● **Challenge**: Could you pull out, word for word, everything in the entries below from the line containing "Practice. Put a dot on the woman's hair" down to the last line of the entries?
┌─ Input rows
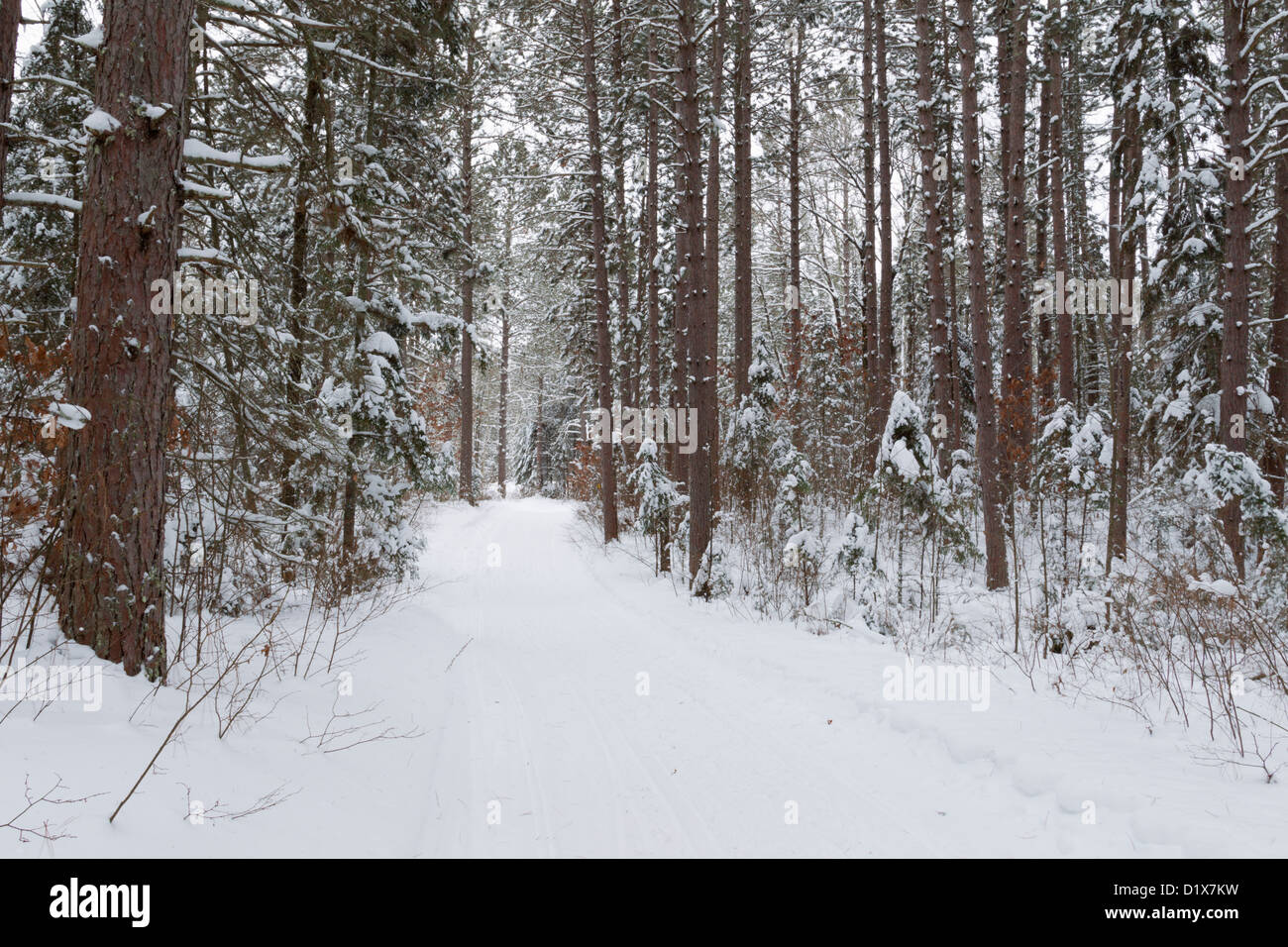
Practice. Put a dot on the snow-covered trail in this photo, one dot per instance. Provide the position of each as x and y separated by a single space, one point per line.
752 738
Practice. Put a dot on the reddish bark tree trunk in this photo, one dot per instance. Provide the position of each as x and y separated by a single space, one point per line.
467 459
111 594
11 16
1234 330
885 318
742 201
1276 460
986 436
1059 248
794 213
698 316
939 342
1017 403
603 347
872 385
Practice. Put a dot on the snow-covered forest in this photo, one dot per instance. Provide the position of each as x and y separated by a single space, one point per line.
643 427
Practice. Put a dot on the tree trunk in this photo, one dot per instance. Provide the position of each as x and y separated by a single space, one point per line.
1234 331
467 450
698 316
794 213
986 445
1059 250
1017 405
885 320
120 352
11 16
505 357
742 202
1276 459
603 346
939 343
872 384
712 250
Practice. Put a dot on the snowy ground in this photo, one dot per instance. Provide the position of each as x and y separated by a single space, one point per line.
515 681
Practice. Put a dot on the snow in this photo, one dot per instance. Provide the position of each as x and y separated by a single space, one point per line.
34 198
603 714
380 344
90 40
101 123
204 154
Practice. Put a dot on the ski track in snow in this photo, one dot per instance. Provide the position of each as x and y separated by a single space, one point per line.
537 720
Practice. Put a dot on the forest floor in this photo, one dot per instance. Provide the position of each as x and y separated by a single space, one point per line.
539 697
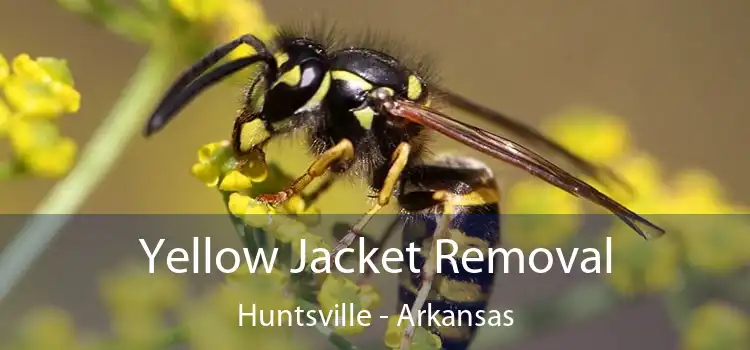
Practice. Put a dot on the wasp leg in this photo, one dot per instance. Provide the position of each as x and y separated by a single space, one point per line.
315 194
429 271
341 152
365 279
398 163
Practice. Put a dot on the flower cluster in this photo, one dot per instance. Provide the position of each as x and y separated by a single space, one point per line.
36 93
717 325
703 233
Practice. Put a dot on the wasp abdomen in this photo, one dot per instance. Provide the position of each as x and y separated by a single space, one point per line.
464 189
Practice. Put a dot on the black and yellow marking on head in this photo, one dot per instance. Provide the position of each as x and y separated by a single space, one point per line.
291 77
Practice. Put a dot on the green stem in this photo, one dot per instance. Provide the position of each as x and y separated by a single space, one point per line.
101 153
338 341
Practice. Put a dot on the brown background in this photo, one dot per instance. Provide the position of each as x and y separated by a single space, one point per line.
677 70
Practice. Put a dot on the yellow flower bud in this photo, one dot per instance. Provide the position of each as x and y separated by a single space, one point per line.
597 136
42 87
341 290
53 161
255 166
238 203
49 328
4 69
369 297
542 215
716 325
206 172
198 10
5 118
207 152
289 229
421 340
258 214
640 266
295 205
235 181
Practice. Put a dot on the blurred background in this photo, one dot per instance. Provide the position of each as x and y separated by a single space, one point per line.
674 71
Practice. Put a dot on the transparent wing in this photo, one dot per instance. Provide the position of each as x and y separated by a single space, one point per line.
519 156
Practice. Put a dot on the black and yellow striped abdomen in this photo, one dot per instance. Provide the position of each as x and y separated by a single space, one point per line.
475 223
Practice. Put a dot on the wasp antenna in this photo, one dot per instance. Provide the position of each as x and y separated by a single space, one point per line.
179 100
183 89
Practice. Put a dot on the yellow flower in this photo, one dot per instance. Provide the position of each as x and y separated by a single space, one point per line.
213 324
206 173
216 161
312 242
716 325
235 181
697 192
340 290
287 229
252 212
715 243
595 135
6 116
132 290
421 340
4 69
39 146
41 88
640 266
541 215
48 328
198 10
643 173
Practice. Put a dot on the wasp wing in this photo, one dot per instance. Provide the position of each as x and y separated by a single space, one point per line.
595 171
517 155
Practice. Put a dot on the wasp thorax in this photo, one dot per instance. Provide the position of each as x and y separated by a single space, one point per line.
302 82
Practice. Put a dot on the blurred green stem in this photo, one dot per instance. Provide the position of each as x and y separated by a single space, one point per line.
97 159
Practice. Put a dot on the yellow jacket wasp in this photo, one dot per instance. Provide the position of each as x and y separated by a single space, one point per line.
366 113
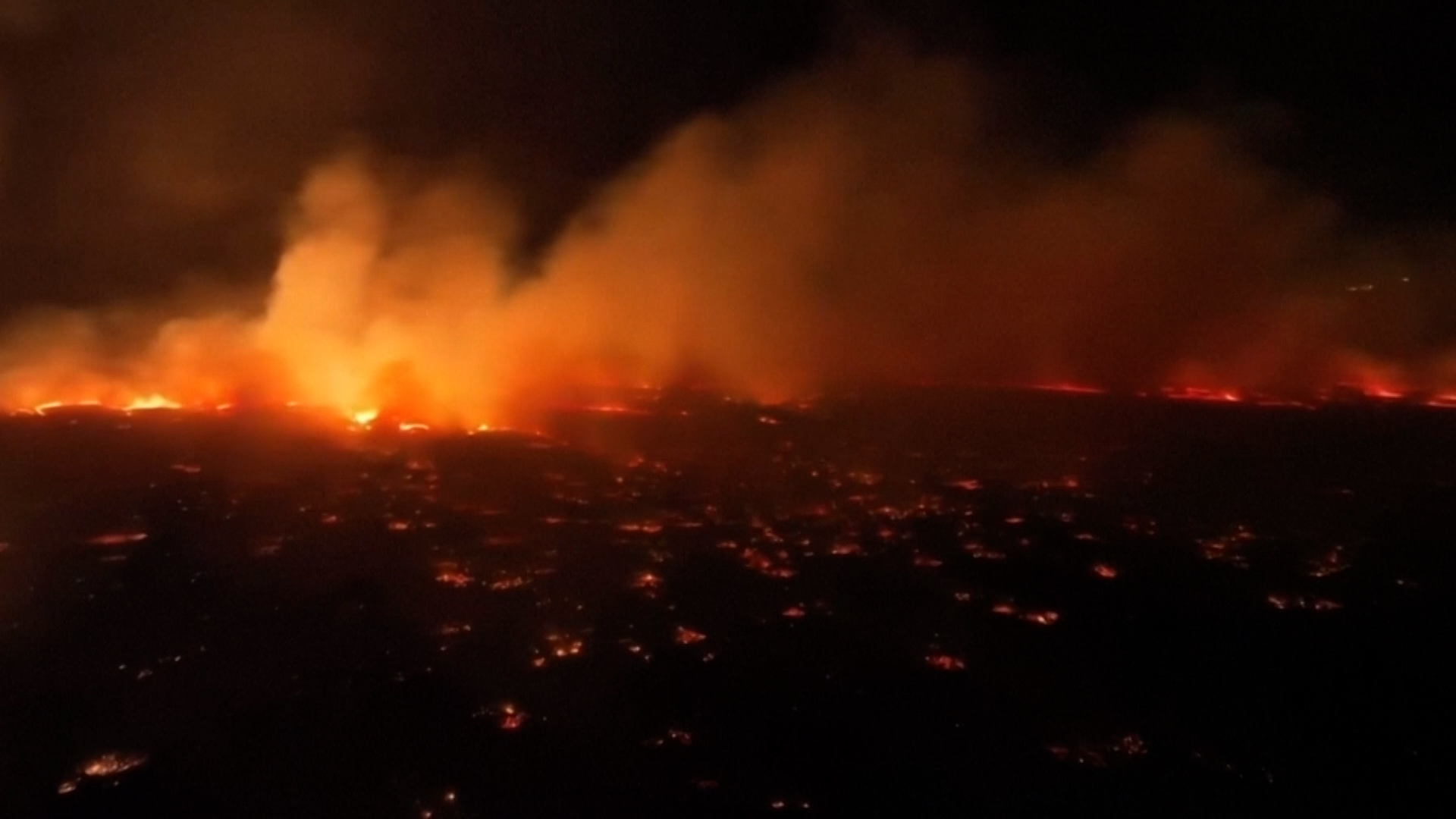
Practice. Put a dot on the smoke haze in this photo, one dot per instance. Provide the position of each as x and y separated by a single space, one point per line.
864 221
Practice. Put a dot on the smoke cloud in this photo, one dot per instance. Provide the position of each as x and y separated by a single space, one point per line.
858 223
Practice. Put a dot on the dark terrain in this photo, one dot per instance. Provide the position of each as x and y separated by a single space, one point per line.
913 604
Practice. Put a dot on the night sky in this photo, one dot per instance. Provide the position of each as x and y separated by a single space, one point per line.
156 142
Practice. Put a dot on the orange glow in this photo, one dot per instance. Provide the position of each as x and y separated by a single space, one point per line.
1200 394
1069 388
150 403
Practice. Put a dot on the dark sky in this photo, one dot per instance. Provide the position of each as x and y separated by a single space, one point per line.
149 142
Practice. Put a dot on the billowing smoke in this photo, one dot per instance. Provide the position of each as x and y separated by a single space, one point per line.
856 223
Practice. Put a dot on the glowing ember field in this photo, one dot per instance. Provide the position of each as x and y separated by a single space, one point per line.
921 602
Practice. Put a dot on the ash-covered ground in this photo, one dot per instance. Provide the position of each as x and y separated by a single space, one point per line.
913 604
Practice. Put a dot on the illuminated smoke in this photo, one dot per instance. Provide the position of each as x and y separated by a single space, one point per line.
856 223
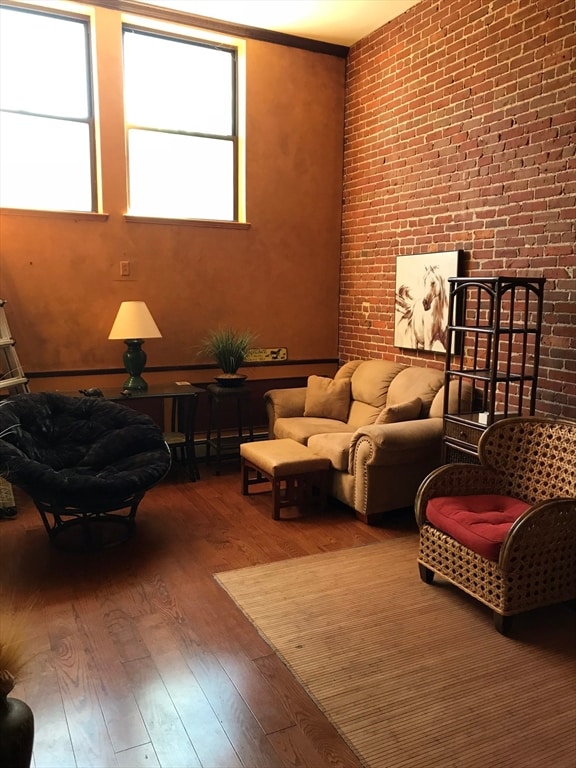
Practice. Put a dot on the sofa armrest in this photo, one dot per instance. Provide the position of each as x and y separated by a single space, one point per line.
398 443
283 403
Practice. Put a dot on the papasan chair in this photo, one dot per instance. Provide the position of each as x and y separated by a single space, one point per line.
85 462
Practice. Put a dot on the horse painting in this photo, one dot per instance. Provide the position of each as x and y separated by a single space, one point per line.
422 310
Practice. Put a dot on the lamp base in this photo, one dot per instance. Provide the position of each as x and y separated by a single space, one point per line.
134 362
135 384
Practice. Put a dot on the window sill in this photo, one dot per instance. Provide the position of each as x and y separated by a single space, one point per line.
76 215
130 219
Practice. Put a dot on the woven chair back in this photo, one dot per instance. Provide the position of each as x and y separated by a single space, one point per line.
534 456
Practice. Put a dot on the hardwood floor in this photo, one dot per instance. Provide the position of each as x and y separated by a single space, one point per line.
139 658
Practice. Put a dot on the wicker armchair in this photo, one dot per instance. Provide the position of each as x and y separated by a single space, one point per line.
533 561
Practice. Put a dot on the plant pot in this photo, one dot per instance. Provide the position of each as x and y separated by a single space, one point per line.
230 379
16 733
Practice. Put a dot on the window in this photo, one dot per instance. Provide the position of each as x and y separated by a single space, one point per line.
180 111
46 112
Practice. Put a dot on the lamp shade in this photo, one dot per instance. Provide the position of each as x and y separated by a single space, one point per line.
134 321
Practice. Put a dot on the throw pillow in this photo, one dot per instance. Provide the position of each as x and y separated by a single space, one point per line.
400 412
327 398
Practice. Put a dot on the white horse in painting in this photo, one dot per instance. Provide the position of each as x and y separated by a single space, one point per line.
424 311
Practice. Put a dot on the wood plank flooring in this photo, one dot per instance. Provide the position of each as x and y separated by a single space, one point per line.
139 658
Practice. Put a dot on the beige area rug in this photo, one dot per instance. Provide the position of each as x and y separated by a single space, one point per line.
415 675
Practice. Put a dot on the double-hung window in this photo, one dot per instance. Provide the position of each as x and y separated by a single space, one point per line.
47 155
181 122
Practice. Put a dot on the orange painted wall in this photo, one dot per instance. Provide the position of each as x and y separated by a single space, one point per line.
60 274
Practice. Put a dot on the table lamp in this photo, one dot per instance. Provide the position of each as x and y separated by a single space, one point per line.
133 324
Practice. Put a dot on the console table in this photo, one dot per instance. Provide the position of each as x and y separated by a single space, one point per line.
229 446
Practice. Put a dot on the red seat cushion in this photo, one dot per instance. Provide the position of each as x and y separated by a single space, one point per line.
479 522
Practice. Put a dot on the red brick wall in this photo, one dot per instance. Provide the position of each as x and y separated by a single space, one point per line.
461 134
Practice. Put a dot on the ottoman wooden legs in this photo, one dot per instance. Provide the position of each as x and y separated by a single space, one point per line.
297 475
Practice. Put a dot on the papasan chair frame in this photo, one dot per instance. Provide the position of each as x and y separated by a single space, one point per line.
529 458
85 462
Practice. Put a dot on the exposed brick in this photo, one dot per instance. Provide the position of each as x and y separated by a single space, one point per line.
460 127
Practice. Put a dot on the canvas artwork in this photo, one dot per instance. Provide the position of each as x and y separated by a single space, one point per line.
421 301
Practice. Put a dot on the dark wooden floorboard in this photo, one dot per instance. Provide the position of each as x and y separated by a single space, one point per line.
139 658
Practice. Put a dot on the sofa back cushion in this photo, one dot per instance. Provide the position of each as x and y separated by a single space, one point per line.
370 382
407 411
327 398
459 391
416 382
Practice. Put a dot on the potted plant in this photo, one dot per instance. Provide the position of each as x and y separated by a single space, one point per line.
16 718
228 348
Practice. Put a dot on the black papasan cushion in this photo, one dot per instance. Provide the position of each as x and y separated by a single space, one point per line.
80 452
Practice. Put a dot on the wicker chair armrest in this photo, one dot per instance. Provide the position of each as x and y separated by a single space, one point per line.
283 403
455 480
546 531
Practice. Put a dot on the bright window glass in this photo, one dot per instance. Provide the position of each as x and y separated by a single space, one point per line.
46 126
181 127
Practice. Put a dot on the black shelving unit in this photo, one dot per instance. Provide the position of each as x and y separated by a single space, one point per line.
493 345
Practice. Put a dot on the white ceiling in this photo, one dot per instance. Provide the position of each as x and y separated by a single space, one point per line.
342 22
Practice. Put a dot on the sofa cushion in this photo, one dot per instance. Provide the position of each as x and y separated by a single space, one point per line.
479 522
459 390
334 446
301 428
407 411
370 383
416 382
327 398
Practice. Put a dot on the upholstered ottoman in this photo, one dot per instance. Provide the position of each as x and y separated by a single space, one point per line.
293 470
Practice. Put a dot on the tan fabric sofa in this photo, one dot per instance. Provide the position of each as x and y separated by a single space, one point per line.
376 467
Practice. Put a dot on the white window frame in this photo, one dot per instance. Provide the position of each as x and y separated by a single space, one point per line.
236 48
54 118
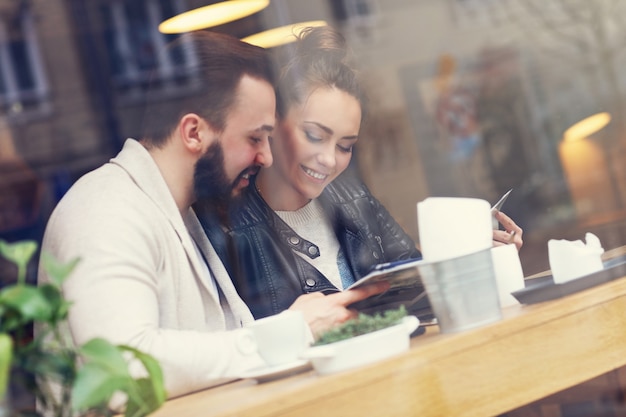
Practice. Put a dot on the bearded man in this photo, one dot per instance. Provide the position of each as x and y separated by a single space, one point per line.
148 275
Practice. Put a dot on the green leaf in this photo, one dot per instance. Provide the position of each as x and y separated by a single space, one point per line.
363 324
57 271
28 300
155 391
19 253
6 353
94 386
143 400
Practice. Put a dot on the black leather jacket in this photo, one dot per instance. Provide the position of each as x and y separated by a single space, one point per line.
258 249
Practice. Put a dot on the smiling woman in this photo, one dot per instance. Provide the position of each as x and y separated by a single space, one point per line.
305 224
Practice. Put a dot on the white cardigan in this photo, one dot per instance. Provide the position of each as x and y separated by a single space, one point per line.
140 282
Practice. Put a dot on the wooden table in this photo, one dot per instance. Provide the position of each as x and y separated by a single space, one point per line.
534 351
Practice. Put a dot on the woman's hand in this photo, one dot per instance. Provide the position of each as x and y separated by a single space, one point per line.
323 312
512 233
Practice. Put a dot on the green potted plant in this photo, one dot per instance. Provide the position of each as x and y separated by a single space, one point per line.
366 339
65 379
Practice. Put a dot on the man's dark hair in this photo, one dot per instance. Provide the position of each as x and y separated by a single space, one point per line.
219 63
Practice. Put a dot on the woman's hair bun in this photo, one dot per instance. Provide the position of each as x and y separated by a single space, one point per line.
322 42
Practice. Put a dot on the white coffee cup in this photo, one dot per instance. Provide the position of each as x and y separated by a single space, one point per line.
280 338
508 271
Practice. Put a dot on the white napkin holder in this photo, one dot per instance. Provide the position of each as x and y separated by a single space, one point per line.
574 259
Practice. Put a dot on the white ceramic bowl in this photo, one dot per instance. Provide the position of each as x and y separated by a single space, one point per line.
360 350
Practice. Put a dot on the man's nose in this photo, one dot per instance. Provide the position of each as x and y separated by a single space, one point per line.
264 155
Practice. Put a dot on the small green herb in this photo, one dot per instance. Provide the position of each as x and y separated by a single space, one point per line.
363 324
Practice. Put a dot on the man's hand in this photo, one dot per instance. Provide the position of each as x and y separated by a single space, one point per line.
512 233
323 312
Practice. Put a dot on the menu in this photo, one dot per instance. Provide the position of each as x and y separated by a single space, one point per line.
406 288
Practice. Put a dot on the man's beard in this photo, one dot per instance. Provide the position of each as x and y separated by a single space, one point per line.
210 183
└─
● **Task answer**:
Practice. Put a dot on the woman's hair bun in this photo, one dot per instance. Provide the position of each as x and y separated by a single space, one point per line.
322 42
Practice. Put a dot on the white coffee cup in this photo, one dot per instance. Provide the position of each as x and y separated by a single space, one point per line.
280 338
508 271
Practice. Put a dot on the white napkin holder in this photo, one dot per instance. Provide the position of each as x and y separated by a single space, one point per line.
574 259
Practice. Put a dot on the white ceramic bowl in this photo, one dot per instance. Provide the position of each as x and y separated by a single space, one point per line.
360 350
Practice. Put a dot on the man's nose in this photo, one dot per instance. Provide the position of each as x and y separated by a single space, one point per line.
264 155
Practice. Put a dot on the small green herb in this photo, one dot per instance. Provide the position of each as x and y separated by a single space, one point per line.
363 324
Practice. Put a dot on the man's hand in this photo, one dot per instance. Provide the position of each as x and y separated by a single space, one point per line.
512 233
323 312
Practice. Put a dot on the menu in this photo, one dot per instance. Provide the position of each as x and y separated by a single space, one point per line.
406 288
Practice. Put a dot on the man's beard in this photo, one dot per instance. Provide the position of each as x and y separated by a single space, one point per line.
210 183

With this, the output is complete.